Start of Material for the task
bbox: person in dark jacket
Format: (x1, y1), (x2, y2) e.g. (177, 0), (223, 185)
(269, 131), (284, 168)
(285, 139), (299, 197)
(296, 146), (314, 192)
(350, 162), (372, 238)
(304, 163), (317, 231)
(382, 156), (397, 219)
End of Material for the task
In full and without change, transcribe the data above.

* Answer to this task:
bbox: person in dark jacket
Format: (x1, y1), (x2, y2) e.g. (177, 0), (223, 185)
(269, 131), (284, 168)
(285, 139), (299, 197)
(296, 146), (314, 192)
(350, 162), (372, 238)
(304, 163), (317, 231)
(382, 156), (397, 219)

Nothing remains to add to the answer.